▶ _Dataset records_:

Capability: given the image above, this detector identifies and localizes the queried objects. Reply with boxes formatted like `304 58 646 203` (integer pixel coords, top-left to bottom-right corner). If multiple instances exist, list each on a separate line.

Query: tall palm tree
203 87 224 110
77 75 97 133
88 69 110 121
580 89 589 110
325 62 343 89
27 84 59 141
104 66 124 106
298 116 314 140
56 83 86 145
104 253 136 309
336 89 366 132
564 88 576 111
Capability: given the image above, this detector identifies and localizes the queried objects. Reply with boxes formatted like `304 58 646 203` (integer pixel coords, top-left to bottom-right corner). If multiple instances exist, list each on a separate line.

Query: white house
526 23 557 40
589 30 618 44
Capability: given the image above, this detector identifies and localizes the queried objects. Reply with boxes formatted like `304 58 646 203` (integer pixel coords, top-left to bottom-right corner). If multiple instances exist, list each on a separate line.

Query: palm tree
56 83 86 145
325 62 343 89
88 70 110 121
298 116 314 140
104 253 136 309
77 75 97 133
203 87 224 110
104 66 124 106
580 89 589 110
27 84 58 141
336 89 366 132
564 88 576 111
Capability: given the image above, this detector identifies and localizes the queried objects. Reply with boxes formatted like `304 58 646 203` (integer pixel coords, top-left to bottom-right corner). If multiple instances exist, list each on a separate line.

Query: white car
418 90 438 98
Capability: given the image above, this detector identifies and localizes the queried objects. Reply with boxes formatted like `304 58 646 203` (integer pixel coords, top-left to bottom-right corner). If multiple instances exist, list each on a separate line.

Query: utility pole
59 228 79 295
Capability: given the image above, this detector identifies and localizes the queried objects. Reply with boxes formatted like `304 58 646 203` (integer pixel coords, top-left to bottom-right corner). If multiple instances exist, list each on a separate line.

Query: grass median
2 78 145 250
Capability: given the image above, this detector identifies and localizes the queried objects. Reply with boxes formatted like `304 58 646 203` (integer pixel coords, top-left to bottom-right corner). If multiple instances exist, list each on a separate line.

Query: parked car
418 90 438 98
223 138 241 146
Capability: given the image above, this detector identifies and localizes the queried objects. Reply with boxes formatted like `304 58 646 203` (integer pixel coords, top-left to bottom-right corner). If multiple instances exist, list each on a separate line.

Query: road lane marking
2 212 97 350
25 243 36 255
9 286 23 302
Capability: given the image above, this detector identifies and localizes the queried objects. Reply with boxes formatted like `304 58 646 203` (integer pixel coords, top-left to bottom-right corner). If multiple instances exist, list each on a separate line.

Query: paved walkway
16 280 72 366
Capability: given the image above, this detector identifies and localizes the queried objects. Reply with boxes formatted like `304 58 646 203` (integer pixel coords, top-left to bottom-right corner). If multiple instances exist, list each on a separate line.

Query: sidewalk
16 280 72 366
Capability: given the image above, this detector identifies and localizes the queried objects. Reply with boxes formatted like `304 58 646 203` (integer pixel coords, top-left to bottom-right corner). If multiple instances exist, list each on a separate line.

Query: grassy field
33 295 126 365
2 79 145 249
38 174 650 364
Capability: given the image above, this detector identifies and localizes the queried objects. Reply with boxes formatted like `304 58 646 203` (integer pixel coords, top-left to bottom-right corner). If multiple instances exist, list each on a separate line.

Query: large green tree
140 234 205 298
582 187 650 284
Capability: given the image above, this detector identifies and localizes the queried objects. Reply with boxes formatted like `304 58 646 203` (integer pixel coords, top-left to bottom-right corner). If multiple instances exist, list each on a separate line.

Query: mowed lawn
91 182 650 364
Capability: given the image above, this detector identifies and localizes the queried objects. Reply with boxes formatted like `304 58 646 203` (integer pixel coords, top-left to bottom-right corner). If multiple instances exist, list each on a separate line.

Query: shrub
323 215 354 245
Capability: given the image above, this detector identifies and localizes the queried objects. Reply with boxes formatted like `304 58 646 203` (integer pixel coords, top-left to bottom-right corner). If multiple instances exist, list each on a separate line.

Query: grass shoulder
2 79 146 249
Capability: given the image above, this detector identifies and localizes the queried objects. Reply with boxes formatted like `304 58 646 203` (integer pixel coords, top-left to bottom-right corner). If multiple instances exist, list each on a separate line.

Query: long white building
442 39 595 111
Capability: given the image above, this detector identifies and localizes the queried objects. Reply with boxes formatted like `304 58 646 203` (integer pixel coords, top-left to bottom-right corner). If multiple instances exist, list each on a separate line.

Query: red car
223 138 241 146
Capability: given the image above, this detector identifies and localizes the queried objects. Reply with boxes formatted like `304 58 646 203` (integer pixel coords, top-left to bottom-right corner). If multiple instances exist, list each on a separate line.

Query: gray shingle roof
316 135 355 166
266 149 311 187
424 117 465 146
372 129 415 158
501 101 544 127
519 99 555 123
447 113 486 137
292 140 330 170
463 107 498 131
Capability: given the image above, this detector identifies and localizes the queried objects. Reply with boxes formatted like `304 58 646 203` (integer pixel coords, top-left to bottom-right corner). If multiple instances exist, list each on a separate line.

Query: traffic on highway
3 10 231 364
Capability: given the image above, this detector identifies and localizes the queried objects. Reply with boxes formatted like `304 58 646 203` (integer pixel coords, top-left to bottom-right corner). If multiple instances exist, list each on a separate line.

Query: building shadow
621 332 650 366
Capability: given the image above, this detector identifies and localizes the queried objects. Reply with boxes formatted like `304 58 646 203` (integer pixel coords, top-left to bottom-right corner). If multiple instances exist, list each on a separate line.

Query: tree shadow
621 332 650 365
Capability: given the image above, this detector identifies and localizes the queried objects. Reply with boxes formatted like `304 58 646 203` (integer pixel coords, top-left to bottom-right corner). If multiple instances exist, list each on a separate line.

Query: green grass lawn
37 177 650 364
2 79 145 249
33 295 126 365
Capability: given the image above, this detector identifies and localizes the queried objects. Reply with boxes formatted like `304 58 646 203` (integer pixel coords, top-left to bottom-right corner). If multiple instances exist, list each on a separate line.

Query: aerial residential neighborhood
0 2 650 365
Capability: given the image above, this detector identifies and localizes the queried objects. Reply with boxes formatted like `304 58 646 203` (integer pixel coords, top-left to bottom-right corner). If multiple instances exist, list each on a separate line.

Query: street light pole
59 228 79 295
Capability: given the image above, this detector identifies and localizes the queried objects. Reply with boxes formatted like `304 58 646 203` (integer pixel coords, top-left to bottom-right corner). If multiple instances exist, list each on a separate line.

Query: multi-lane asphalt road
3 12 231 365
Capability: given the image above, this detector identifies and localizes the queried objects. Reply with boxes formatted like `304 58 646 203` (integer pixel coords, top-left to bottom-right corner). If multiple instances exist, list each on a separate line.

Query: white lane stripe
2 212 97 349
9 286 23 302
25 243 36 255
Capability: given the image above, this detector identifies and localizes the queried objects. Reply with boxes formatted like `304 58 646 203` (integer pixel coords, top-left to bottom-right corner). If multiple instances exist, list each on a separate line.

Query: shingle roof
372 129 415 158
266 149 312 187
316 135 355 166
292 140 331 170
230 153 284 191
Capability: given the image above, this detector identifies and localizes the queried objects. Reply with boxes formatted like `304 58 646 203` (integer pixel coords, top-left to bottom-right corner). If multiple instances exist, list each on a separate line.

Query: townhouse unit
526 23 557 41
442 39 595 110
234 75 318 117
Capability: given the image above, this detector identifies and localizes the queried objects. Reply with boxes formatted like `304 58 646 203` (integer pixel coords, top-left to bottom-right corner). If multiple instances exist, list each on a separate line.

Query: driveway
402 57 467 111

▶ _WHAT IS EXPECTED_: Output every line of the records above as a JSON array of strings, one string per line, skipping blank lines.

▶ _OUTPUT OF THE TASK_:
[
  "Capability: given the image above, this detector identifies and localizes the queried objects. Reply with boxes formatted like `304 58 646 203` (integer pixel coords, top-left to bottom-right corner). If multiple instances exist, list each on a separate line.",
  "Query: tall palm tree",
  "203 87 224 110",
  "77 75 97 133",
  "88 69 110 121",
  "580 89 589 110",
  "325 62 343 89",
  "27 84 59 141",
  "104 66 124 106",
  "298 116 314 140",
  "56 83 86 145",
  "104 253 136 309",
  "336 89 366 132",
  "564 88 576 111",
  "Capability: given the image above, this detector identifies and localizes the queried objects. Reply with boxes formatted like `304 58 646 203` (integer pixel coords, top-left to bottom-right corner). If multiple instances exist, list each on a separate line.",
  "Query: white house",
  "526 23 557 40",
  "589 30 618 44",
  "Capability: given the image above, this detector identifies and localizes the queried objects. Reply with boxes formatted like `304 58 646 203` (integer pixel coords, top-left to bottom-right corner). If multiple instances exist, list each on a separate line.",
  "Query: palm tree",
  "56 83 86 145",
  "325 62 343 89",
  "88 70 110 121",
  "298 116 314 140",
  "104 253 136 309",
  "77 75 97 133",
  "203 87 224 110",
  "104 66 124 106",
  "580 89 589 110",
  "27 84 58 141",
  "336 89 366 132",
  "564 88 576 111",
  "Capability: given the image above, this detector identifies and localizes the queried objects. Reply with boxes formatted like `304 58 646 203` (integer pixel coords, top-left to bottom-right corner). If multiple instances exist, list each on a separate line.",
  "Query: white car",
  "418 90 438 98",
  "Capability: given the image above, this detector identifies and localizes the queried objects. Reply with boxes formatted like `304 58 646 203` (integer pixel coords, top-left to bottom-right corner). If multiple instances exist, list each on a separate line.",
  "Query: utility pole",
  "59 228 79 295",
  "Capability: given the image above, this detector identifies and localizes the queried objects. Reply with boxes formatted like `304 58 646 203` (integer pixel coords, top-left to bottom-right corner). If multiple instances exist, list each on a separate line.",
  "Query: grass median",
  "2 78 145 250",
  "Capability: given the image above, this detector identifies and localizes the queried objects. Reply with boxes formatted like `304 58 646 203` (integer pixel coords, top-left to bottom-right corner). If multiple instances exist, list each on a separate line.",
  "Query: parked car",
  "418 90 438 98",
  "223 138 241 146",
  "Capability: given the image above, this detector identifies and localizes the queried objects. Reply with boxes formatted like `304 58 646 203` (integer pixel coords, top-left to bottom-right corner). If multiple instances exist, list each on a separate line.",
  "Query: road lane marking",
  "2 212 97 350",
  "25 243 36 255",
  "9 286 23 302",
  "Capability: given the image above, this detector identifies and localizes the queried objects. Reply with boxes formatted like `304 58 646 203` (integer pixel coords, top-left to bottom-right corner). If multiple instances exist, list each on a separate line.",
  "Query: paved walkway",
  "16 280 72 366",
  "Capability: given the image above, this detector identifies and localizes the queried objects. Reply with boxes formatted like `304 58 646 203` (integer pixel coords, top-left to bottom-right corner). If multiple instances exist, list each on a separate line.",
  "Query: sidewalk",
  "16 280 72 366",
  "Capability: given the image above, this detector identifies and localizes the queried objects. Reply with boxes formatted like `304 58 646 203` (integer pixel coords, top-left to bottom-right corner). If multiple instances exist, list each on a separate line.",
  "Query: grassy field",
  "33 295 126 365",
  "2 79 145 249",
  "38 174 650 364",
  "Capability: given the image above, this detector identifies and localizes the queried objects. Reply with boxes formatted like `304 58 646 203` (integer pixel coords, top-left to bottom-right corner). If multiple instances exist, list each on a separate line.",
  "Query: large green tree",
  "140 234 205 298",
  "582 187 650 284",
  "Capability: given the image above, this detector identifies and localizes the queried objects. Reply with boxes formatted like `304 58 646 203` (integer pixel coords, top-left to bottom-right corner). If multiple instances exist, list each on a separate line.",
  "Query: mowed lawn",
  "91 182 650 364",
  "Capability: given the image above, this detector identifies and localizes the queried objects. Reply with boxes formatted like `304 58 646 203` (integer pixel coords, top-left to bottom-right corner). If multiple instances exist, list each on a separate line.",
  "Query: shrub",
  "323 215 354 245",
  "Capability: given the image above, this detector identifies and localizes the queried objects. Reply with boxes formatted like `304 58 646 203` (integer pixel coords, top-left to bottom-right corner). If multiple instances exist, list each on a separate line.",
  "Query: grass shoulder",
  "2 79 146 249",
  "Capability: given the image above, this detector identifies and localizes the queried objects. Reply with boxes formatted like `304 58 646 203` (integer pixel coords, top-left to bottom-right corner). If multiple instances exist, list each on a separate line.",
  "Query: long white building",
  "442 39 595 111",
  "Capability: given the image above, this detector identifies and localizes the queried objects. Reply with boxes formatted like `304 58 646 203` (integer pixel coords, top-left to bottom-right corner). If multiple instances exist, list each on a separate line.",
  "Query: red car",
  "223 138 241 146",
  "Capability: given the image above, this detector identifies and localizes the queried objects. Reply with boxes formatted like `304 58 646 203` (integer pixel coords, top-left to bottom-right corner). If multiple instances exist, list each on a separate line.",
  "Query: gray shingle roof",
  "316 135 355 166",
  "266 149 311 187",
  "424 117 465 146",
  "372 129 415 158",
  "501 101 544 127",
  "519 99 555 123",
  "447 113 486 137",
  "292 140 330 170",
  "463 107 498 131",
  "Capability: given the image above, this detector identifies and localizes the queried objects. Reply with boxes formatted like `304 58 646 203` (integer pixel coords, top-left to bottom-right corner). If multiple instances exist, list each on a separate line.",
  "Query: traffic on highway",
  "3 10 231 364",
  "Capability: given the image above, this detector identifies and localizes the queried objects. Reply with boxes formatted like `304 58 646 203` (integer pixel coords, top-left to bottom-right corner). If multiple instances exist, list each on a separate line.",
  "Query: building shadow",
  "621 332 650 366",
  "Capability: given the image above, this detector identifies and localizes the queried objects. Reply with boxes formatted like `304 58 646 203` (integer pixel coords, top-left to bottom-right corner). If multiple instances exist, list each on a separate line.",
  "Query: tree shadow",
  "621 332 650 365",
  "Capability: given the image above, this detector identifies and localizes the queried objects. Reply with boxes formatted like `304 58 646 203` (integer pixel coords, top-left to bottom-right corner). If multiple instances exist, list each on a separate line.",
  "Query: green grass lawn",
  "37 177 650 364",
  "2 79 145 249",
  "33 295 126 365",
  "Capability: given the image above, this detector identifies and localizes the queried objects. Reply with boxes formatted like `304 58 646 203` (integer pixel coords, top-left to bottom-right corner). If multiple instances exist, list each on a separate line.",
  "Query: aerial residential neighborhood",
  "0 2 650 365",
  "Capability: given the image above, this detector identifies and localizes the queried objects. Reply with boxes formatted like `304 58 646 203` (integer pixel coords, top-left to bottom-right corner). If multiple instances exist, list each on a separate line.",
  "Query: street light pole",
  "59 228 79 295",
  "Capability: given the image above, this detector identifies and localizes the queried objects. Reply with boxes formatted like `304 58 646 203` (integer pixel coords, top-left to bottom-right corner). If multiple instances exist, list each on a separate line.",
  "Query: multi-lane asphalt road",
  "3 12 231 365",
  "Capability: given the image above, this detector identifies and localizes the queried objects. Reply with boxes formatted like `304 58 646 203` (integer pixel coords, top-left to bottom-right corner). If multiple instances exist, list each on a separate line.",
  "Query: white lane stripe",
  "2 212 97 349",
  "9 286 23 302",
  "25 243 36 255",
  "Capability: given the image above, this detector identifies and localizes the queried objects. Reply with boxes formatted like `304 58 646 203` (integer pixel coords, top-left to bottom-right corner). If multiple instances exist, list each on a separate line.",
  "Query: shingle roof",
  "372 129 415 158",
  "266 149 312 187",
  "316 135 355 166",
  "292 140 331 170",
  "230 153 284 191",
  "Capability: given the image above, this detector identifies and localizes the queried objects. Reply with boxes formatted like `304 58 646 203` (integer pixel coords, top-left to bottom-right corner). If multiple instances exist, list each on a separate line.",
  "Query: townhouse unit",
  "526 23 557 41",
  "442 39 595 110",
  "234 75 318 117",
  "Capability: given the image above, this detector identifies and localizes the queried objects. Reply with boxes formatted like `304 58 646 203` (integer pixel coords, top-left to bottom-right corner). If multiple instances exist, list each on a separate line.",
  "Query: driveway",
  "402 57 467 111"
]